(Extracted data entries)
##############################

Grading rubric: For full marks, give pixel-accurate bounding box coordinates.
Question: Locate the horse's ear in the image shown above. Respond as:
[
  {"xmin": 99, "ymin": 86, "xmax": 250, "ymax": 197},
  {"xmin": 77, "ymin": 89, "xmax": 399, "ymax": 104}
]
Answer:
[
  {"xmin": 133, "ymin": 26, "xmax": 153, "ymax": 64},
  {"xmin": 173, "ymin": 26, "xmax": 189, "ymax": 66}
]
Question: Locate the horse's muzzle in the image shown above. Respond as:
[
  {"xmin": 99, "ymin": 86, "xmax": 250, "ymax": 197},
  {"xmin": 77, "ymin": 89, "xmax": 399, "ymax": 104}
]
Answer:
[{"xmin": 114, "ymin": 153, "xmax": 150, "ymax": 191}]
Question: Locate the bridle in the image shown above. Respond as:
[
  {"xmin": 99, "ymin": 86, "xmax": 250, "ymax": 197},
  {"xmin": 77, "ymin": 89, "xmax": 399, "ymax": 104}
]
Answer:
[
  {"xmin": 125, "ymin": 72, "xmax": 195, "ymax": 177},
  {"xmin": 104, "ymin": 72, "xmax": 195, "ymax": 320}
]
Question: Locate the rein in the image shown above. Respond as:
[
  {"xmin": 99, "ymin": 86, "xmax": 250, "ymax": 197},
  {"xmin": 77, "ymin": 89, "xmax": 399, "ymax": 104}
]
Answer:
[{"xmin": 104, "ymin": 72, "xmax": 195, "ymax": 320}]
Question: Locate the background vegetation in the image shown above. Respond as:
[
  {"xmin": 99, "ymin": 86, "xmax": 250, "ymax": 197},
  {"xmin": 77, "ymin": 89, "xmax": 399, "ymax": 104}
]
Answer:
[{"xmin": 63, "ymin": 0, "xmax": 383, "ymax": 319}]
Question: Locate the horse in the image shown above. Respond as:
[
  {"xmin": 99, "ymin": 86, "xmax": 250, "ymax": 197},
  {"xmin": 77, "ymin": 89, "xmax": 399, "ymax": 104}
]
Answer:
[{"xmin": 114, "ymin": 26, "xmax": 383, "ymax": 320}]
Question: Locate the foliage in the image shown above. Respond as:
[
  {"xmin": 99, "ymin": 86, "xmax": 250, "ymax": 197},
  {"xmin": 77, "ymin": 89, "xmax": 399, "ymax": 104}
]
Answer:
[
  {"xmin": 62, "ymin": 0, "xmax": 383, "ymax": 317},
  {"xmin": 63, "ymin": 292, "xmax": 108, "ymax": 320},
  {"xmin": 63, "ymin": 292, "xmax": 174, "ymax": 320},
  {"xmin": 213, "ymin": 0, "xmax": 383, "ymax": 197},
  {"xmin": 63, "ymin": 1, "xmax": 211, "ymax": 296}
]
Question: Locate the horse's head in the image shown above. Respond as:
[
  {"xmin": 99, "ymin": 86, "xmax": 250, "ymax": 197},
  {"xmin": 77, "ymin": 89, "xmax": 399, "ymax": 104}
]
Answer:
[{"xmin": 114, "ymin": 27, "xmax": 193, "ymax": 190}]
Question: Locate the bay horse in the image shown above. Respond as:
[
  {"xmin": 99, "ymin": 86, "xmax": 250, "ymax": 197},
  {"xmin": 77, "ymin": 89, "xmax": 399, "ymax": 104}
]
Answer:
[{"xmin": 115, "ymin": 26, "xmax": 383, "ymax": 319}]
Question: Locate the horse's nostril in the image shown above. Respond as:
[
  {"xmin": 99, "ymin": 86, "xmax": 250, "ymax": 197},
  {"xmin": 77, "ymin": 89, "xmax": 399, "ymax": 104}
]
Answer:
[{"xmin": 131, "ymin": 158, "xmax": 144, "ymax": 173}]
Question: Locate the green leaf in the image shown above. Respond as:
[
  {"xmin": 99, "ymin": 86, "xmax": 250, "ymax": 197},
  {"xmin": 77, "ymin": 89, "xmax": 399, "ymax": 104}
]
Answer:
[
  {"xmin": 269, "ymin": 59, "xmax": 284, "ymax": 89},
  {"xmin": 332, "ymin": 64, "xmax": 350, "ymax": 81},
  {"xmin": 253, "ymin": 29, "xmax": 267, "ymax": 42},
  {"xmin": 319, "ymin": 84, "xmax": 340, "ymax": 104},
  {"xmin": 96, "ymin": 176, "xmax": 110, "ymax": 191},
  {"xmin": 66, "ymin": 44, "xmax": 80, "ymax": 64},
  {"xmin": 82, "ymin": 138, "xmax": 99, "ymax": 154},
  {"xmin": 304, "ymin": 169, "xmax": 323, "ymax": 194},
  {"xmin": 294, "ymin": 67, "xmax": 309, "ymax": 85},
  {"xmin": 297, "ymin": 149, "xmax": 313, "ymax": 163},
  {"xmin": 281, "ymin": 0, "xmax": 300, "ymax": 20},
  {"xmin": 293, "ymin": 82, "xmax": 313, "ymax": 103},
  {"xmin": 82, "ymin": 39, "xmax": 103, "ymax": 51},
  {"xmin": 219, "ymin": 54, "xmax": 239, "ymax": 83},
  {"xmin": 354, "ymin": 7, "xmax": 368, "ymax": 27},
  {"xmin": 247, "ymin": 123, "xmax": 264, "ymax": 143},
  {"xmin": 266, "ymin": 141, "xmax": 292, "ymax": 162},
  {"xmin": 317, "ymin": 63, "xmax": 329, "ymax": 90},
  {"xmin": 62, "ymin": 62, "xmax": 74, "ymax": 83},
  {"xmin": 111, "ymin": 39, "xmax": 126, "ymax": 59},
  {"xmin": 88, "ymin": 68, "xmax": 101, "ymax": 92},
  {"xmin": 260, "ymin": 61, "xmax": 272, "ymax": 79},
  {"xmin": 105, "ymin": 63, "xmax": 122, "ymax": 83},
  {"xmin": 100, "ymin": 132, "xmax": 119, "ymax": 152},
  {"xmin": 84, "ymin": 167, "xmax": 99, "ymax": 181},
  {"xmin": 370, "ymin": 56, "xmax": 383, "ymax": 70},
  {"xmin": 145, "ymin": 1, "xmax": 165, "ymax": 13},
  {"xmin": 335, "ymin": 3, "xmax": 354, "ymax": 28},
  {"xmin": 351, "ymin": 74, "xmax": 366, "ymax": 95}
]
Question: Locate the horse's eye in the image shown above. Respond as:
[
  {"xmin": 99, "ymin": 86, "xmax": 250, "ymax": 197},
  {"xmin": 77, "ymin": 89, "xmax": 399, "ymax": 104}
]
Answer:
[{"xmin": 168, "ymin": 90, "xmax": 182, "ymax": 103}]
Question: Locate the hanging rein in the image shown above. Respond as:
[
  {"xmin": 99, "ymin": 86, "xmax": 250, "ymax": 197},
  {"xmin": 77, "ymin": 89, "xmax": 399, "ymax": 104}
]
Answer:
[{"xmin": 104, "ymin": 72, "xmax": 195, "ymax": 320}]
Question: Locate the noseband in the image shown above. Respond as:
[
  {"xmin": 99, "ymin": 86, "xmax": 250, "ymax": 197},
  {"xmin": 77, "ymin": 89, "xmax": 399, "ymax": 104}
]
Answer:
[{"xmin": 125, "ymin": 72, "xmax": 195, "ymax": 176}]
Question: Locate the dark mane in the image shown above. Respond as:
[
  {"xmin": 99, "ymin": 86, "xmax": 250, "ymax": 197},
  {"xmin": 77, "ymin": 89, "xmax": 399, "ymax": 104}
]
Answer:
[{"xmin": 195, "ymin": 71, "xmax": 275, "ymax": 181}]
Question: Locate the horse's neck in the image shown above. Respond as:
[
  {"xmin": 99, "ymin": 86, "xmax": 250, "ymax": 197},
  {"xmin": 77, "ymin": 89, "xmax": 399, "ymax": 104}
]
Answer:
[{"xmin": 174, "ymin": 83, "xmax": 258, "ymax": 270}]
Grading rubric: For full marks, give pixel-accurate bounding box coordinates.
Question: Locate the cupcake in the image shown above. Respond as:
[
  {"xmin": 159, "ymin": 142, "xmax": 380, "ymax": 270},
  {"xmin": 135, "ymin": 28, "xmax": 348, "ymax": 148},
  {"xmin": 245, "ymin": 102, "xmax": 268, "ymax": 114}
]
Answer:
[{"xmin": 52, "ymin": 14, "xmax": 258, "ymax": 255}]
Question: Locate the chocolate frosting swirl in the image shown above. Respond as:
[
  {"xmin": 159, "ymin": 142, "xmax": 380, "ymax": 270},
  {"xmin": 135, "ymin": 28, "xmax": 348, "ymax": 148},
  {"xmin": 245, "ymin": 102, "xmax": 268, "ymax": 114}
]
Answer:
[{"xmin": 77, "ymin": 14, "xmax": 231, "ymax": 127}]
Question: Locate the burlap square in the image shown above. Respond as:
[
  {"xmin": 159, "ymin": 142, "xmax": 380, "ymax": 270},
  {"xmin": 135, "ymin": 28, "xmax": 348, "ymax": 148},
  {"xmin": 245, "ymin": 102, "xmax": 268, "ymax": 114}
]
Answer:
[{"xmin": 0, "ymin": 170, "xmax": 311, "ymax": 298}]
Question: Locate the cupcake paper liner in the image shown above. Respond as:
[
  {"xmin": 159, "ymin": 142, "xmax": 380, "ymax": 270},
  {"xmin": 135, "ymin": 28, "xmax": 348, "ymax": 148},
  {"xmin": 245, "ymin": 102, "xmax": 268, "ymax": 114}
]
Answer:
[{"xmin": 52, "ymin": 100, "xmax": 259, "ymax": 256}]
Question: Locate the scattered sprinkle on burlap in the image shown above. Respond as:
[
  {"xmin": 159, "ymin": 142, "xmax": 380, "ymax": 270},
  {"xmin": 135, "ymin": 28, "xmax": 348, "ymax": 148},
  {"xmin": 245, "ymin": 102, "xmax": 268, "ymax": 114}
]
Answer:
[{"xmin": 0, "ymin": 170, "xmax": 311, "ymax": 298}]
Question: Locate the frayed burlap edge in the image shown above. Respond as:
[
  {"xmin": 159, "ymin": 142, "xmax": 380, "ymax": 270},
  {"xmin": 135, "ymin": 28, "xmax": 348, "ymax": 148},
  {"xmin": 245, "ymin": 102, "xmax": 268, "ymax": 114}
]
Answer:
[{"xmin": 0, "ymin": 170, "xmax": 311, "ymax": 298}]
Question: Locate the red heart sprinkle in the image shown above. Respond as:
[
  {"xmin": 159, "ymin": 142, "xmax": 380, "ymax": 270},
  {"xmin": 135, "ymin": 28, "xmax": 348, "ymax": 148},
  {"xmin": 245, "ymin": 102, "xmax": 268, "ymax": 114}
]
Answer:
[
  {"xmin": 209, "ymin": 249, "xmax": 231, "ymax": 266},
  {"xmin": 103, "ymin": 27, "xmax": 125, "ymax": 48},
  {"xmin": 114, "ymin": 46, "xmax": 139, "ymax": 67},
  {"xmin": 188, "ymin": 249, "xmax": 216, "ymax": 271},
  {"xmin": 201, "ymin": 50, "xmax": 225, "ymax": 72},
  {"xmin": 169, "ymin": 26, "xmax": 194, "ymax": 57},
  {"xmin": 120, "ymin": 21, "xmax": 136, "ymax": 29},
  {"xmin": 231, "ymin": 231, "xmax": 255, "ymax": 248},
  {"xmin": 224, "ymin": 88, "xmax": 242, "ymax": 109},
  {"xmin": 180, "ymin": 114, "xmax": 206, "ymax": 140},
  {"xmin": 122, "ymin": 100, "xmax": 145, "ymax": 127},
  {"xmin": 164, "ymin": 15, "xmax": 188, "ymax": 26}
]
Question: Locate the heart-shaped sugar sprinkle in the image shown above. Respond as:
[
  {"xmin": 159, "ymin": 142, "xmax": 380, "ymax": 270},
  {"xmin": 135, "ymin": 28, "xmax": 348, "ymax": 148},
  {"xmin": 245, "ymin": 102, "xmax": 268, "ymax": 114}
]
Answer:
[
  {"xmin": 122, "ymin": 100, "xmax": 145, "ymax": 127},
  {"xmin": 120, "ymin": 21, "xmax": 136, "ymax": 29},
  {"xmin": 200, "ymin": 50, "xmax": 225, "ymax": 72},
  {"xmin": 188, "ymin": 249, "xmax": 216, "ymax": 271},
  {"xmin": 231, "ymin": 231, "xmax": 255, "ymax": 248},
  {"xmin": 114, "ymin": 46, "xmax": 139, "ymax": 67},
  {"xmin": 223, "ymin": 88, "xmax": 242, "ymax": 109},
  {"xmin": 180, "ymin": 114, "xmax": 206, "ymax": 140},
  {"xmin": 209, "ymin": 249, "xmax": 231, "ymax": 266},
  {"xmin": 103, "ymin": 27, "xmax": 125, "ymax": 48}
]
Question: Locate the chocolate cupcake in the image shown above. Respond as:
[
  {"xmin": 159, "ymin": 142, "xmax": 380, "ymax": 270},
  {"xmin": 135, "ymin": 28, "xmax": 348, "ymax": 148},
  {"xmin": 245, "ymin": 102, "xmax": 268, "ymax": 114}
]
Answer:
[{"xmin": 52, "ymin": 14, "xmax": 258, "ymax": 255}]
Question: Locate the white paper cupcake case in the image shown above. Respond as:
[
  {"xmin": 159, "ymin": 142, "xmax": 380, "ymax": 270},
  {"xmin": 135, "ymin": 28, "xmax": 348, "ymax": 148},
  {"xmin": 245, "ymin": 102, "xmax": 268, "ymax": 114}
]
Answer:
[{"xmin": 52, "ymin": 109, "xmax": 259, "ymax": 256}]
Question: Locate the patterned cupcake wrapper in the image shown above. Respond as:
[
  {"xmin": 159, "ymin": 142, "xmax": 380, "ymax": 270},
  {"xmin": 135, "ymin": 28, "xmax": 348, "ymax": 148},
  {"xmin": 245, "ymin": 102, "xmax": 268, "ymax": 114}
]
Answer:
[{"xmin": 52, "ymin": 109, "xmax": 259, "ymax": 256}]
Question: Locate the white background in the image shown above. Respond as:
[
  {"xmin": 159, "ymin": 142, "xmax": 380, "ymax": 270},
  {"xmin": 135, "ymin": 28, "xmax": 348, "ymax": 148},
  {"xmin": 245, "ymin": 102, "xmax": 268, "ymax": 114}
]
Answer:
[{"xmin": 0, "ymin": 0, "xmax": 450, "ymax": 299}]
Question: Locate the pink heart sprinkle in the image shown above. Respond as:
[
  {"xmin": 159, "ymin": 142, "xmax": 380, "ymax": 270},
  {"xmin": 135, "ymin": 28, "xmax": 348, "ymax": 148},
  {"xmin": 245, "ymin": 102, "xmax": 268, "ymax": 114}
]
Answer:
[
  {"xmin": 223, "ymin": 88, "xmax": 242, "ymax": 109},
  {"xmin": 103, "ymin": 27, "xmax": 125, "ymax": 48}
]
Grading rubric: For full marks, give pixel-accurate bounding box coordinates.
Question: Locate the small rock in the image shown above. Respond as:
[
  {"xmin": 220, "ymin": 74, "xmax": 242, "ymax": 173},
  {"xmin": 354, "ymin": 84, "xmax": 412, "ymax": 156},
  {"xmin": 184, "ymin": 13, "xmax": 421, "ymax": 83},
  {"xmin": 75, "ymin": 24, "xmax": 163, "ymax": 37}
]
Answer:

##############################

Each line from the one containing "Question: Locate the patterned" to the end of the records should be echoed exactly, and no other line.

◆ **Written response**:
Question: Locate the patterned cupcake wrapper in the image shown above. Respond as:
[
  {"xmin": 159, "ymin": 142, "xmax": 380, "ymax": 270},
  {"xmin": 135, "ymin": 28, "xmax": 348, "ymax": 148},
  {"xmin": 245, "ymin": 102, "xmax": 268, "ymax": 114}
]
Answer:
[{"xmin": 52, "ymin": 109, "xmax": 259, "ymax": 256}]
Question: Locate the white background in the image shown above. Respond as:
[
  {"xmin": 159, "ymin": 142, "xmax": 380, "ymax": 270},
  {"xmin": 135, "ymin": 28, "xmax": 348, "ymax": 148},
  {"xmin": 245, "ymin": 102, "xmax": 268, "ymax": 114}
]
Answer:
[{"xmin": 0, "ymin": 0, "xmax": 450, "ymax": 299}]
Question: Locate the pink heart sprinkle in the image shown above. Respond as:
[
  {"xmin": 159, "ymin": 142, "xmax": 380, "ymax": 270},
  {"xmin": 135, "ymin": 28, "xmax": 348, "ymax": 148},
  {"xmin": 245, "ymin": 102, "xmax": 268, "ymax": 114}
]
Answer:
[
  {"xmin": 223, "ymin": 88, "xmax": 242, "ymax": 109},
  {"xmin": 103, "ymin": 27, "xmax": 125, "ymax": 48}
]
Grading rubric: For full marks, give pixel-accurate bounding box coordinates.
Question: Locate the small rock in the image shown above. Respond as:
[
  {"xmin": 220, "ymin": 74, "xmax": 242, "ymax": 173},
  {"xmin": 354, "ymin": 84, "xmax": 412, "ymax": 156},
  {"xmin": 184, "ymin": 13, "xmax": 421, "ymax": 83},
  {"xmin": 75, "ymin": 24, "xmax": 163, "ymax": 37}
]
Answer:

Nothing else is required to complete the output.